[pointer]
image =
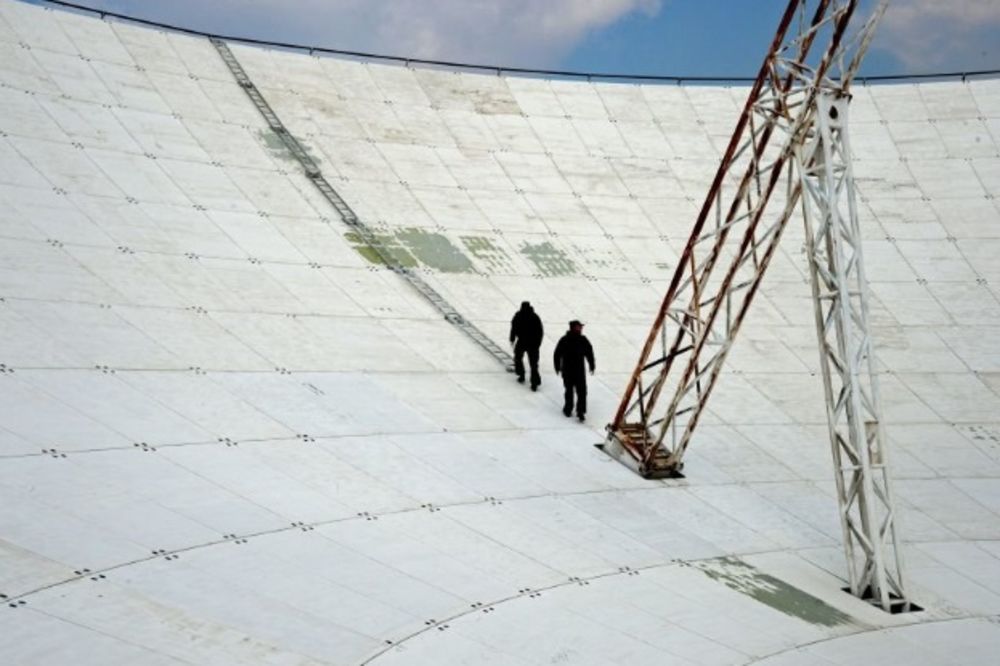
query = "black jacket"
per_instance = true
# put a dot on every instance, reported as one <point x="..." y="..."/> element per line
<point x="526" y="327"/>
<point x="572" y="350"/>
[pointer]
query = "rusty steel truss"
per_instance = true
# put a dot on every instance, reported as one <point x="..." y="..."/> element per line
<point x="790" y="138"/>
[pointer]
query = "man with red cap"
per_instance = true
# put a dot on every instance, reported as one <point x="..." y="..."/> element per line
<point x="571" y="352"/>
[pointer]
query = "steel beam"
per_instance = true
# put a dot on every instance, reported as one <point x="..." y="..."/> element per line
<point x="847" y="359"/>
<point x="730" y="245"/>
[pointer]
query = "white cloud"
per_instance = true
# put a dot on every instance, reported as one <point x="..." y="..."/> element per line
<point x="926" y="35"/>
<point x="510" y="32"/>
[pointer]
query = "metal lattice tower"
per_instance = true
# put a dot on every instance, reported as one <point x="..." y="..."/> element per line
<point x="795" y="116"/>
<point x="840" y="300"/>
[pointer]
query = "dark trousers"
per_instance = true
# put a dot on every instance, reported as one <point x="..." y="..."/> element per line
<point x="576" y="383"/>
<point x="532" y="352"/>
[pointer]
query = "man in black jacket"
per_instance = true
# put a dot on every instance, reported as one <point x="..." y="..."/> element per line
<point x="572" y="350"/>
<point x="526" y="335"/>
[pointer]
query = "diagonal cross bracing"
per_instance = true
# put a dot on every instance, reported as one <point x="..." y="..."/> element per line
<point x="730" y="246"/>
<point x="847" y="361"/>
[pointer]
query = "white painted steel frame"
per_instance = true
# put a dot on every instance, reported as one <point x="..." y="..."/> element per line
<point x="731" y="245"/>
<point x="847" y="360"/>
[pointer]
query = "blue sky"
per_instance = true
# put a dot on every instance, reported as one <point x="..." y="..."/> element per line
<point x="673" y="37"/>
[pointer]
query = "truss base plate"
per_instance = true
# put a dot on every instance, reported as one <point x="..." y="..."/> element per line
<point x="615" y="450"/>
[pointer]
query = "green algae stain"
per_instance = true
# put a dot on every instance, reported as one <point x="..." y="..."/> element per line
<point x="774" y="592"/>
<point x="277" y="147"/>
<point x="549" y="260"/>
<point x="435" y="250"/>
<point x="488" y="254"/>
<point x="382" y="246"/>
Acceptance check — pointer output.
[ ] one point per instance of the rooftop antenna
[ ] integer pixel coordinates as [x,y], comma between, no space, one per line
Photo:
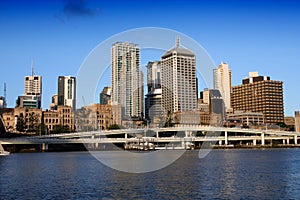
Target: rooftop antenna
[32,67]
[177,42]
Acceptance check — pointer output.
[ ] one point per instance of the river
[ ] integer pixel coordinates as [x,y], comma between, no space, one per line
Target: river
[222,174]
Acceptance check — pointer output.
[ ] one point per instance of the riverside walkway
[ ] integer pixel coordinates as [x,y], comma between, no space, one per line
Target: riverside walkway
[221,136]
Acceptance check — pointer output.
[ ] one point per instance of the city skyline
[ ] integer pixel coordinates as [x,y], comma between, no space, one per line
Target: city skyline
[248,35]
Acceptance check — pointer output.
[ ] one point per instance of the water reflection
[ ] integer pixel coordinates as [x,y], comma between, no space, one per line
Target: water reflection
[223,174]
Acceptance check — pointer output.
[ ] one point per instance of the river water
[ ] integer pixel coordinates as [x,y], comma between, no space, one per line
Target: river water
[222,174]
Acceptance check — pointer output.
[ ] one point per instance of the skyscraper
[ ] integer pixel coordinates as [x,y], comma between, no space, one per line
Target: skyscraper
[178,79]
[260,94]
[222,82]
[67,91]
[105,95]
[153,108]
[32,97]
[127,78]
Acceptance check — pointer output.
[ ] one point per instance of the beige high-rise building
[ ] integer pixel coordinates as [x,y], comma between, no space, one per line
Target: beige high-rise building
[32,97]
[67,91]
[62,116]
[222,82]
[260,94]
[127,78]
[178,80]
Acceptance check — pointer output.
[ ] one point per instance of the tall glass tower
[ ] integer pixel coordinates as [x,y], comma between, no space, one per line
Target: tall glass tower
[127,78]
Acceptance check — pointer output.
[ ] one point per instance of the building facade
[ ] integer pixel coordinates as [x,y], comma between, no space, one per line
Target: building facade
[2,102]
[222,82]
[32,97]
[260,94]
[98,117]
[26,118]
[246,118]
[67,91]
[105,95]
[153,106]
[62,116]
[127,78]
[178,80]
[297,121]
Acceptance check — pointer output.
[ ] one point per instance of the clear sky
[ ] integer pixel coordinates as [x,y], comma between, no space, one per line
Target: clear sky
[258,36]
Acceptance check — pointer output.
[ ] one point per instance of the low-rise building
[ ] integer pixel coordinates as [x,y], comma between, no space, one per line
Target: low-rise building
[63,116]
[246,118]
[98,117]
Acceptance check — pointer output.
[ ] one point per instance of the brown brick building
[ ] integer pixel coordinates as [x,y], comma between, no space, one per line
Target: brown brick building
[260,94]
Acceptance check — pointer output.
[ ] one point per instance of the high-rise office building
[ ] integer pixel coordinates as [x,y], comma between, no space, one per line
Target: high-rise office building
[153,75]
[260,94]
[2,102]
[297,121]
[127,78]
[32,97]
[67,91]
[178,80]
[153,108]
[105,95]
[222,82]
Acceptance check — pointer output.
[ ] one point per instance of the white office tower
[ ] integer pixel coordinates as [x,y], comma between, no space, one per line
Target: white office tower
[178,80]
[127,78]
[222,82]
[67,91]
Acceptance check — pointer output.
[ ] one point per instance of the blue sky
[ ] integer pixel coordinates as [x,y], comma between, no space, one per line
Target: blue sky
[249,35]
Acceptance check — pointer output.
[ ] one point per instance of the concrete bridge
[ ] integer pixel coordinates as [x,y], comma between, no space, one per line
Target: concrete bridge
[214,135]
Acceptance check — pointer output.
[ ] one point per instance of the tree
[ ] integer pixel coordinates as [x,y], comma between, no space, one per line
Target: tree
[41,129]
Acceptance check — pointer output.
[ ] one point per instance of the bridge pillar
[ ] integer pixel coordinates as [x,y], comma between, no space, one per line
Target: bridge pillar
[254,142]
[262,139]
[44,147]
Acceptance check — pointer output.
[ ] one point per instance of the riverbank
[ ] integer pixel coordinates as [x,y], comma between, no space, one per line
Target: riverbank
[118,147]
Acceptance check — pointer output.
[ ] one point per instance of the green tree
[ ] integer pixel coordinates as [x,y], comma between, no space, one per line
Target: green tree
[41,129]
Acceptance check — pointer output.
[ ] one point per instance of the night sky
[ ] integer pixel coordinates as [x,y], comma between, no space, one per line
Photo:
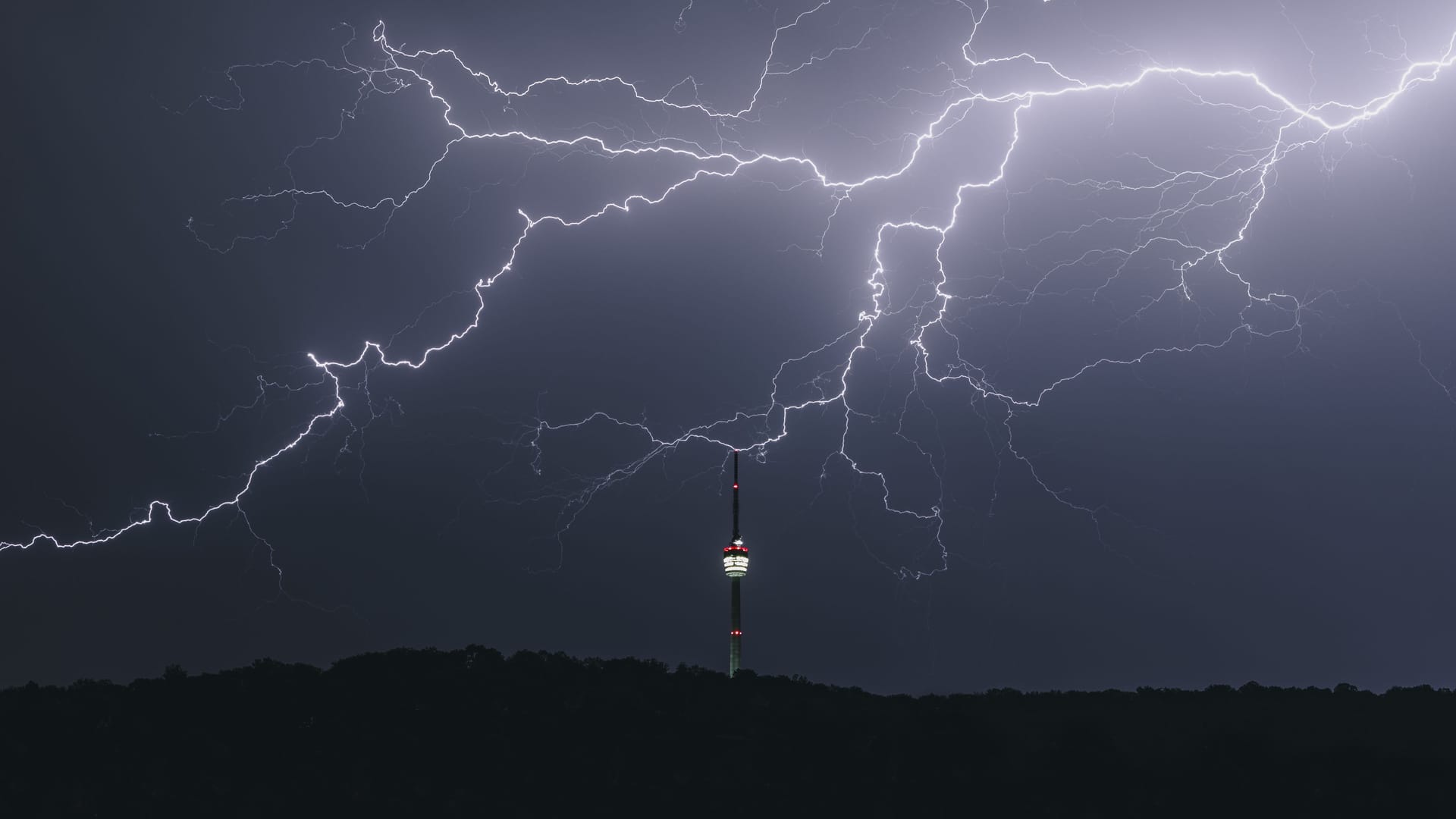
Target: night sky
[1168,404]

————————

TASK REQUIREMENTS:
An exact copy of the entries above is needed, with the pictures removed.

EXERCISE SOLUTION:
[pointer]
image =
query = "black jacket"
per_instance = true
# put a dot on every instance, reported as one <point x="..." y="..."/> element per line
<point x="526" y="327"/>
<point x="572" y="350"/>
[pointer]
query = "rusty steel truss"
per_instance = true
# put a dot on every instance, reported as one <point x="..." y="..."/> element per line
<point x="790" y="138"/>
[pointer]
query = "man with red cap"
per_instance = true
# put a dot on every instance, reported as one <point x="..." y="..."/> element per line
<point x="571" y="352"/>
[pointer]
query = "steel beam"
per_instance = true
# put a dot on every instance, reported as one <point x="..." y="..."/> element per line
<point x="847" y="359"/>
<point x="730" y="245"/>
[pointer]
query = "white cloud"
per_instance = true
# put a dot on every instance, reported as one <point x="..." y="..."/> element per line
<point x="926" y="35"/>
<point x="510" y="32"/>
[pointer]
query = "metal lattice tower"
per_instance = true
# put a dot on every instance, reported as one <point x="..." y="..."/> element per line
<point x="795" y="116"/>
<point x="840" y="300"/>
[pointer]
query = "dark trousers"
per_instance = true
# put a dot on every instance, reported as one <point x="..." y="..."/> element per line
<point x="576" y="383"/>
<point x="532" y="352"/>
[pointer]
query = "man in black jacket"
per_instance = true
# put a dot on every instance, reported as one <point x="..." y="..."/> element per line
<point x="572" y="350"/>
<point x="526" y="335"/>
[pointer]
query = "diagonal cross bracing"
per_instance = true
# put a dot on every instance, reported as one <point x="..." y="..."/> element per line
<point x="730" y="246"/>
<point x="847" y="361"/>
[pointer]
query = "white painted steel frame"
per_instance = true
# put a dot on every instance, reported as one <point x="..." y="..."/> element per line
<point x="731" y="245"/>
<point x="847" y="360"/>
[pointer]
query = "blue sky"
per_instance = true
# put a dot on every instance, reported as one <point x="..." y="..."/> element per line
<point x="673" y="37"/>
[pointer]
query = "truss base plate"
per_instance = true
# put a dot on every instance, reported as one <point x="..." y="..."/> element per line
<point x="615" y="450"/>
[pointer]
query = "green algae stain"
per_instance = true
# put a dot on every instance, reported as one <point x="..." y="..."/> element per line
<point x="774" y="592"/>
<point x="277" y="147"/>
<point x="549" y="260"/>
<point x="435" y="250"/>
<point x="488" y="254"/>
<point x="382" y="246"/>
Acceptance check — pointer output.
[ ] one point per instance of the rooftop antenna
[ ] integer pixel coordinates as [x,y], comma between, no space, one per line
Photo:
Target: rooftop antenna
[32,67]
[177,42]
Acceptance check — pointer output.
[ ] one point per instance of the river
[ ] integer pixel coordinates as [x,y], comma between, no space, one per line
Target: river
[222,174]
Acceptance check — pointer output.
[ ] one point per instance of the riverside walkway
[ ] integer pixel coordinates as [x,y], comma between, no space, one per line
Target: riverside walkway
[221,136]
Acceptance check — pointer output.
[ ] one point per instance of the city skyline
[ ] integer pixel coordinates as [x,y], comma between, no space, one per line
Target: city skyline
[248,35]
Acceptance check — pointer output.
[ ] one point per instance of the water reflection
[ ] integer pixel coordinates as [x,y], comma between, no space, one per line
Target: water reflection
[223,174]
Acceptance check — pointer output.
[ ] one point per instance of the river water
[ ] integer pixel coordinates as [x,y], comma between, no space, one per line
Target: river water
[222,174]
Acceptance check — pointer output.
[ ] one point per instance of the skyscraper
[ ] integer pixel coordinates as [x,y], comma between, no space, one per line
Target: skyscraper
[178,79]
[260,94]
[222,82]
[67,91]
[105,95]
[153,108]
[32,97]
[127,78]
Acceptance check — pointer output.
[ ] one point per instance of the beige high-rise building
[ ] integer pixel coordinates as [x,y], comma between, no space, one per line
Target: beige high-rise building
[32,97]
[67,91]
[62,116]
[222,82]
[260,94]
[127,78]
[178,80]
Acceptance check — pointer output.
[ ] one point per instance of the tall glass tower
[ ] integer pixel coordinates as [x,y], comma between, no space, one per line
Target: tall glass tower
[127,78]
Acceptance check — pointer output.
[ ] one point per instance of the building facade
[ ] integer pixel coordinates as [x,y], comma between, no space, one per line
Target: building facade
[2,102]
[222,82]
[32,97]
[260,94]
[98,117]
[26,118]
[246,118]
[67,91]
[105,95]
[153,106]
[62,116]
[127,78]
[178,80]
[297,121]
Acceptance check — pointer output.
[ ] one point per instance of the clear sky
[ ] integer pixel coordinates as [x,y], comma between, no space, one per line
Target: clear sky
[258,36]
Acceptance check — pointer output.
[ ] one point per instance of the low-rise building
[ ] integer pixel coordinates as [x,y], comma between, no space, one per line
Target: low-rise building
[63,116]
[246,118]
[98,117]
Acceptance check — pointer output.
[ ] one point per instance of the brown brick building
[ ] integer pixel coordinates as [x,y], comma between, no space, one per line
Target: brown brick building
[260,94]
Acceptance check — pointer output.
[ ] one point per instance of the high-rise office building
[ ] integer pixel coordinates as [x,y], comma between, no space, one per line
Target: high-rise office building
[153,75]
[260,94]
[2,102]
[297,121]
[127,78]
[32,97]
[67,91]
[178,80]
[153,108]
[105,95]
[222,82]
Acceptance check — pointer output.
[ ] one point per instance of the white office tower
[ ] integer pixel coordinates as [x,y], comma between, no space, one per line
Target: white office tower
[178,80]
[127,78]
[222,82]
[67,91]
Acceptance check — pointer output.
[ ] one point per instance of the blue sky
[ ] integer pixel coordinates as [x,y], comma between, no space, one per line
Target: blue sky
[249,35]
Acceptance check — pointer output.
[ ] one point per instance of the concrete bridge
[ ] integer pixel coordinates as [x,y], comma between, no space, one per line
Target: concrete bridge
[214,135]
Acceptance check — pointer output.
[ ] one point per instance of the tree
[ ] integer pixel coordinates as [x,y], comma between, no space, one per line
Target: tree
[41,129]
Acceptance check — pointer output.
[ ] one point per instance of the bridge pillar
[ ] integer pixel coordinates as [x,y], comma between, no space, one per line
Target: bridge pillar
[254,142]
[262,139]
[44,147]
Acceptance check — pointer output.
[ ] one point per instance of the riverbank
[ ] integer pixel coordinates as [x,y], comma between, no space, one per line
Target: riverbank
[118,147]
Acceptance check — pointer output.
[ ] one point per instance of the green tree
[ ] integer pixel coordinates as [x,y], comma between, no space, one per line
Target: green tree
[41,129]
Acceptance check — pointer output.
[ ] one point per instance of the night sky
[ ] integer pixel coordinates as [x,y], comma between, no space, one per line
Photo:
Target: night sky
[1168,404]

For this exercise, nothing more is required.